■ **Data to examine**
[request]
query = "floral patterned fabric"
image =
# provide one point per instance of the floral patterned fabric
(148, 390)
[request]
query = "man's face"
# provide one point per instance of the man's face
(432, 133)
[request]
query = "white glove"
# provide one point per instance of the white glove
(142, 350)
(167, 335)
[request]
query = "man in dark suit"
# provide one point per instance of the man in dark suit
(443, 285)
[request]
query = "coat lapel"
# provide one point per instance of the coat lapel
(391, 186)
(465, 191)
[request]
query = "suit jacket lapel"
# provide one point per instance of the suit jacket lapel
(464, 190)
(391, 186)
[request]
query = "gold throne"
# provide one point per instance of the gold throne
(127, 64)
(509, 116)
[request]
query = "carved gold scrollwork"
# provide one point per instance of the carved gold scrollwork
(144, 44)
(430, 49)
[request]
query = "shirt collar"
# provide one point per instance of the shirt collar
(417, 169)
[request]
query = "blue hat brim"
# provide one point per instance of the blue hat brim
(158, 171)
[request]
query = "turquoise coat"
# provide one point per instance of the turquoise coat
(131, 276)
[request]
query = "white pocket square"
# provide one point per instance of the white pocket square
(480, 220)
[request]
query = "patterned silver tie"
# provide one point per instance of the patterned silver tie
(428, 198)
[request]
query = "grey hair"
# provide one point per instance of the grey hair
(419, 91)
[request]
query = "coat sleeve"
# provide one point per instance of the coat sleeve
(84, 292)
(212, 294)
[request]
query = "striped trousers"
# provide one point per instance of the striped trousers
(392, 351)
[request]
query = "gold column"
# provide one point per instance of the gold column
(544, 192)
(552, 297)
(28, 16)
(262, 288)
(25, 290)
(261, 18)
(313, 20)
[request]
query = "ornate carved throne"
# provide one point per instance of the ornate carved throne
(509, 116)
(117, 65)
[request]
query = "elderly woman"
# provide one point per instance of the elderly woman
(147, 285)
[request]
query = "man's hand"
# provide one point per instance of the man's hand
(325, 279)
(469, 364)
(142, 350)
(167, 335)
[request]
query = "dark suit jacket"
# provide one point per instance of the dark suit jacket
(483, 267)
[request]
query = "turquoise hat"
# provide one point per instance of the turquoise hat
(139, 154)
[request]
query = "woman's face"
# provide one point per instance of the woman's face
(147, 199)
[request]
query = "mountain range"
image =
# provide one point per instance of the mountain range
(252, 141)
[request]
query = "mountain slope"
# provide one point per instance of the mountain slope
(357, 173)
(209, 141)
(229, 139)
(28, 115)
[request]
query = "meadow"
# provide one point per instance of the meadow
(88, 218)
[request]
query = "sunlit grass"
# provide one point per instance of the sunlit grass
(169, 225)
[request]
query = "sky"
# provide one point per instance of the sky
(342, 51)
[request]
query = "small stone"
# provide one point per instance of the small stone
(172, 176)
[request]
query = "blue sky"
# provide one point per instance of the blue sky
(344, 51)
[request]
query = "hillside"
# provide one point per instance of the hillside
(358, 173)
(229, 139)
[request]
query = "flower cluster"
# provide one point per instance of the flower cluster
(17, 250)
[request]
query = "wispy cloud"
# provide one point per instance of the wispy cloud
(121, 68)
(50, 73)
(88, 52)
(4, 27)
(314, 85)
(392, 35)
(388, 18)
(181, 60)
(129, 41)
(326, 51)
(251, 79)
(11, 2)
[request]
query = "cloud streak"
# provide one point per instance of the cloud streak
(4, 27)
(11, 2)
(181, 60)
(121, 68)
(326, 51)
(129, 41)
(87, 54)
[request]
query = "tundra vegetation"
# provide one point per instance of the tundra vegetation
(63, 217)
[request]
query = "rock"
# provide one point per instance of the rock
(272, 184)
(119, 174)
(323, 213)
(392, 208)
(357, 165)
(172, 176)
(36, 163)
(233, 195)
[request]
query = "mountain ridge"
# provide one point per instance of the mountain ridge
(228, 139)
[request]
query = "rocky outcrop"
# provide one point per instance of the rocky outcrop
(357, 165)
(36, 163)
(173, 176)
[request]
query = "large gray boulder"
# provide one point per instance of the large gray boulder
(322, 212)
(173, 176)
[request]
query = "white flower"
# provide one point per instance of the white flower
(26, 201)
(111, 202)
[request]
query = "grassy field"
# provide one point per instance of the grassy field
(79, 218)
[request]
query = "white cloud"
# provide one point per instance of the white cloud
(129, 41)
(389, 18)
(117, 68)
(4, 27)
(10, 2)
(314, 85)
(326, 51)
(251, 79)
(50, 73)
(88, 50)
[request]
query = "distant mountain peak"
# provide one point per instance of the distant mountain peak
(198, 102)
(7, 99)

■ **Work to be completed**
Return the complete material exactly as it appears.

■ **Task answer**
[request]
query = "floral patterned fabric"
image =
# provide one point per instance of the floral patterned fabric
(148, 390)
[request]
query = "man's face"
# provide one point per instance of the man's face
(432, 133)
[request]
query = "white glove"
# provide one point per instance of the white glove
(142, 350)
(167, 335)
[request]
query = "man in dark suit"
# provide one point per instance of the man in dark suit
(443, 285)
[request]
query = "coat lapel"
# provide one point per instance of the coat lapel
(391, 186)
(465, 191)
[request]
query = "suit jacket lapel"
# provide one point per instance of the suit jacket lapel
(464, 190)
(391, 186)
[request]
query = "gold throne"
# provide one point per instance of the gold throne
(127, 64)
(509, 116)
[request]
query = "carved gold scrollwork"
# provide one point per instance of the carved gold scrollwork
(144, 44)
(430, 49)
[request]
query = "shirt collar"
# provide one point per instance of the shirt collar
(417, 169)
[request]
query = "blue hat brim"
# provide one point per instance of the blue hat brim
(158, 171)
[request]
query = "turquoise coat"
# provide one point per instance of the turquoise coat
(131, 276)
[request]
query = "white pocket square"
# provide one point per instance of the white pocket square
(480, 220)
[request]
query = "patterned silver tie"
# provide one point per instance of the patterned silver tie
(428, 198)
[request]
query = "grey hair"
# provide one point per instance of the grey hair
(419, 91)
[request]
query = "coat sleeve"
# provide one point per instance of the coat sleeve
(84, 292)
(212, 294)
[request]
query = "striped trousers"
# provide one point per instance of the striped trousers
(392, 351)
[request]
query = "gold column"
# provide one point per instance of the gold column
(544, 192)
(552, 297)
(28, 16)
(262, 288)
(25, 290)
(261, 18)
(313, 20)
[request]
query = "ornate carved throne"
# provide one point per instance of the ornate carved throne
(509, 116)
(117, 65)
[request]
query = "elderly woman"
# provide one point per instance of the elderly woman
(147, 285)
[request]
query = "man's hand"
# provide one point per instance of the man's hand
(325, 279)
(469, 364)
(142, 350)
(167, 335)
[request]
query = "dark suit jacket"
# provide one point per instance of the dark suit jacket
(483, 267)
[request]
query = "turquoise hat"
# provide one point per instance of the turquoise hat
(139, 154)
[request]
query = "woman's face"
# provide one point per instance of the woman's face
(147, 199)
[request]
query = "mountain range"
image =
# provide one point per instance of the mountain range
(252, 141)
[request]
query = "mountain slope"
# provide one point per instance of the mountain slope
(357, 173)
(209, 141)
(229, 139)
(28, 115)
[request]
query = "meadow"
# provide one point per instance of the meadow
(88, 218)
[request]
query = "sunlit grass"
# provide one point per instance of the sunlit grass
(169, 225)
[request]
query = "sky"
# provide one point per instance of the sky
(342, 51)
[request]
query = "small stone"
# provide one point per instance of the small stone
(172, 176)
[request]
query = "blue sky"
# provide one point per instance of the blue sky
(344, 51)
[request]
query = "hillside"
# provide one point per instance of the hillside
(358, 173)
(229, 139)
[request]
query = "flower cluster"
# provide one point per instance of the flower cluster
(17, 250)
[request]
query = "wispy cloud"
# provide one point per instance of the wispy cloud
(121, 68)
(50, 73)
(88, 52)
(4, 27)
(314, 85)
(392, 35)
(388, 18)
(181, 60)
(129, 41)
(326, 51)
(251, 79)
(11, 2)
[request]
query = "cloud streak"
# provide one point per instance of the cloud streak
(4, 27)
(11, 2)
(181, 60)
(121, 68)
(326, 51)
(129, 41)
(87, 54)
[request]
query = "tundra vegetation"
# provide one point per instance of the tundra vegetation
(63, 217)
[request]
query = "rock"
# provide one point per instance of the rock
(272, 184)
(119, 174)
(323, 213)
(392, 208)
(357, 165)
(172, 176)
(36, 163)
(233, 195)
[request]
query = "mountain ridge"
# provide one point per instance of the mountain ridge
(228, 139)
[request]
query = "rocky outcrop"
# provide one point per instance of the rocky outcrop
(357, 165)
(36, 163)
(173, 176)
[request]
query = "large gray boulder"
# provide one point per instance of the large gray boulder
(322, 212)
(173, 176)
[request]
query = "white flower"
# provide one point per instance of the white flower
(26, 201)
(111, 202)
[request]
query = "grassy field"
# provide one point per instance of the grassy field
(79, 218)
[request]
query = "white cloud"
# provide one point per instance of the white cloud
(129, 41)
(389, 18)
(117, 68)
(4, 27)
(10, 2)
(314, 85)
(326, 51)
(251, 79)
(50, 73)
(88, 50)
[request]
query = "distant mountain peak"
# provide one point per instance of the distant mountain peak
(198, 102)
(7, 99)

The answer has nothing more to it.